- **Text provided**:
Honjo, a 76-year-old professor at Kyoto University, won the prize with U.S. national James Allison, the Nobel Assembly at the Karolinska Institute said. Honjo opened a pathway for a new cancer treatment by discovering the PD-1 protein, which is responsible for suppressing immune response.
“I’m very honored and pleased to receive the Nobel Prize in physiology or medicine,” Honjo told a news conference following the announcement.
His method of treating cancer — by controlling the protein’s function to suppress immunity — led to the development of Nivolumab, a drug marketed as Opdivo and used against lung cancer and melanoma.
Following the discovery of the protein in 1992, Honjo presented his research in 2002 showing that a drug that prevents the unification of cancer cells and that the PD-1 protein is effective against cancer in animals.
In 2006, his research was tested in a clinical trial before Opdivo was finally approved in Japan, in July 2014, and subsequently in the United States and Europe. Their work led to a fourth class of treatment — alongside surgery, chemotherapy and radiation — that harnesses the immune system.
“I’d like to continue the study a bit more so that this immunotherapy can further assist cancer patients in the future,” Honjo said at the news conference. “I hope this treatment will develop further, as researchers around the world are making efforts for such a purpose,” he added.
The Nobel Assembly said after announcing the prize in Stockholm that the therapy “has now revolutionized cancer treatment and has fundamentally changed the way we view how cancer can be managed”.
“Allison and Honjo showed how different strategies for inhibiting the brakes on the immune system can be used in the treatment of cancer,” the assembly also said in a statement on awarding the prize of 9 million Swedish crowns ($1 million).
The Nobel jury noted that “for more than 100 years, scientists attempted to engage the immune system in the fight against cancer”.
“Until the seminal discoveries by the two laureates, progress into clinical development was modest.”
A native of Kyoto, Honjo spent much of his youth in the city of Ube in Yamaguchi Prefecture. As a child, he enjoyed the outdoors, and deepened his interest in becoming a scientist by observing Saturn and reading the biography of renowned Japanese bacteriologist Hideyo Noguchi (1876-1928).
Allison, a professor at the University of Texas, and Honjo won the Tang Prize, touted as Asia’s version of the Nobels, in 2014 for their research. In 2016, Honjo also won the Kyoto Prize in Basic Sciences.

- **What to do**: Condense the paragraph beginning "A native of Kyoto" from the Nobel Prize article above into a short bulleted list of its main facts.

- **Data under study**:
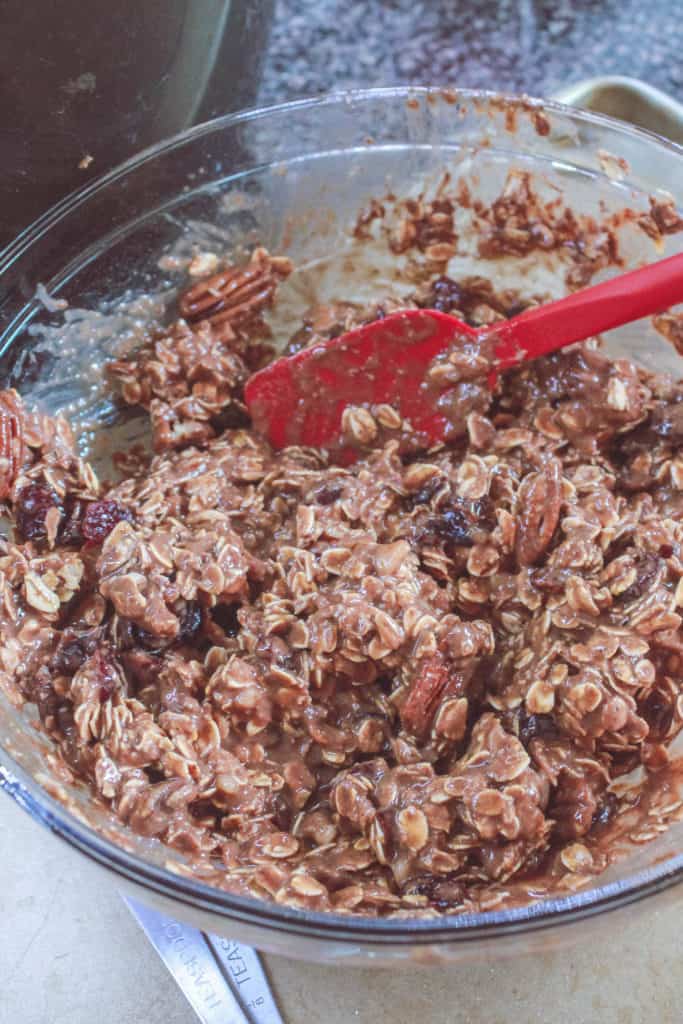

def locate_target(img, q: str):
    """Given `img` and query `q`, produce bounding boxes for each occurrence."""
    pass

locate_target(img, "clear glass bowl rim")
[0,85,683,947]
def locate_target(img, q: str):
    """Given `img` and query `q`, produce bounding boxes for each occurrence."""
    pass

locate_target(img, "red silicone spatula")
[245,247,683,462]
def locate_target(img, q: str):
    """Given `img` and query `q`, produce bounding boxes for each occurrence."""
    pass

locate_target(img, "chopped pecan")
[0,389,27,500]
[516,459,562,565]
[178,249,292,327]
[400,653,458,736]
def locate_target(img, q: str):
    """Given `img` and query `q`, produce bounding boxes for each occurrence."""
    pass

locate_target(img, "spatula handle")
[493,253,683,370]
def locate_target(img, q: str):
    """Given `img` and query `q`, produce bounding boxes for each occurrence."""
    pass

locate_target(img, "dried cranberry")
[14,483,62,541]
[81,501,133,544]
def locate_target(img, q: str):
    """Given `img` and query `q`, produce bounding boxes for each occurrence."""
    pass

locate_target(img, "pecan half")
[400,653,457,736]
[178,249,292,327]
[0,390,27,500]
[516,459,562,565]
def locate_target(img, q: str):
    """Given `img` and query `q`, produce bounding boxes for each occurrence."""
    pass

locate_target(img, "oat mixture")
[0,186,683,915]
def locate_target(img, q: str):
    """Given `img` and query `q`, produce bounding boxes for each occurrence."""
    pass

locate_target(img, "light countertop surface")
[0,794,683,1024]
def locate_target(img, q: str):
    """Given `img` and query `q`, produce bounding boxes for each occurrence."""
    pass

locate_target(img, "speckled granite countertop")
[259,0,683,103]
[0,793,683,1024]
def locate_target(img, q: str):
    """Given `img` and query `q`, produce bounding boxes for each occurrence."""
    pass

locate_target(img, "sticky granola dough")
[0,184,683,915]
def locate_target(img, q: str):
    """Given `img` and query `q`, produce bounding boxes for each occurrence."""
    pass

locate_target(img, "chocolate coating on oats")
[0,195,683,915]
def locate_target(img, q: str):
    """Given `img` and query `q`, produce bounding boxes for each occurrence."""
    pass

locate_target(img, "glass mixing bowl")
[0,88,683,964]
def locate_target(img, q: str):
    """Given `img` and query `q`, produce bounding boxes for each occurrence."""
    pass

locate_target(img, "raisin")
[52,630,99,676]
[531,566,571,594]
[315,483,342,505]
[211,604,240,637]
[14,483,62,541]
[639,689,674,742]
[57,496,86,547]
[519,712,557,746]
[175,601,202,643]
[593,793,618,828]
[618,554,660,604]
[211,402,251,434]
[427,275,463,313]
[408,476,441,509]
[81,501,133,544]
[650,401,683,442]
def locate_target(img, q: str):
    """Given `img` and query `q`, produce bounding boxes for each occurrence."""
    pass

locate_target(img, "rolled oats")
[0,195,683,915]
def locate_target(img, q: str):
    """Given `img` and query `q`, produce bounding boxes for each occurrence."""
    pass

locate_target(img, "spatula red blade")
[246,253,683,462]
[245,309,476,455]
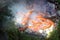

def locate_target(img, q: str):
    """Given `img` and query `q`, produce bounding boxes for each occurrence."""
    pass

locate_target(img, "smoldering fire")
[9,0,56,36]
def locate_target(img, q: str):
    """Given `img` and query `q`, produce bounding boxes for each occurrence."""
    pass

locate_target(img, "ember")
[9,0,56,36]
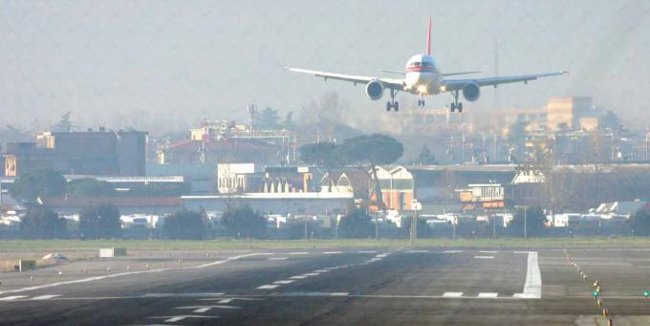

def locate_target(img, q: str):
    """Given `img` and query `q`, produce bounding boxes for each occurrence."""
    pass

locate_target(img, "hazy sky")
[0,0,650,133]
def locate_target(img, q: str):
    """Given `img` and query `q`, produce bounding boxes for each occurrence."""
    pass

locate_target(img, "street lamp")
[524,206,528,239]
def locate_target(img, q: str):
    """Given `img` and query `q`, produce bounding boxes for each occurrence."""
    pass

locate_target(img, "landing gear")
[386,100,399,112]
[386,88,399,112]
[449,91,463,113]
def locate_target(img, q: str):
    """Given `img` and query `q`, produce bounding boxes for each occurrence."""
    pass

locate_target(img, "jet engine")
[463,83,481,102]
[366,79,384,101]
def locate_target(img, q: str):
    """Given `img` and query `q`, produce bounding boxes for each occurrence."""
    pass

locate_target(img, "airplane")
[286,17,567,113]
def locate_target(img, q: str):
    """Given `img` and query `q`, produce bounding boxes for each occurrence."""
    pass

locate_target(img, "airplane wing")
[443,71,567,91]
[286,67,404,90]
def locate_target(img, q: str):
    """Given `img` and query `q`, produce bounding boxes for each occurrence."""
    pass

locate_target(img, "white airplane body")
[288,18,566,112]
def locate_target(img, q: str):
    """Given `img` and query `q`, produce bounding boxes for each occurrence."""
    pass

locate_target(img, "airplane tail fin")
[427,16,431,55]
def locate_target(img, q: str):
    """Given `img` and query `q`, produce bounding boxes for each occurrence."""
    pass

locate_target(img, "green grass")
[0,237,650,252]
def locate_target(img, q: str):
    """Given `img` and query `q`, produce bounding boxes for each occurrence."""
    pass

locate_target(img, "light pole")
[524,206,528,239]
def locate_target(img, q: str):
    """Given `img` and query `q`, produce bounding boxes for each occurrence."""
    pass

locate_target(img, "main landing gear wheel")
[386,88,399,112]
[449,91,463,113]
[449,102,463,113]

- **Task solution**:
- Honjo is a native of Kyoto.
- He spent much of his youth in Ube, in Yamaguchi Prefecture.
- As a child, he enjoyed the outdoors.
- His interest in becoming a scientist grew through observing Saturn and reading the biography of Japanese bacteriologist Hideyo Noguchi (1876-1928).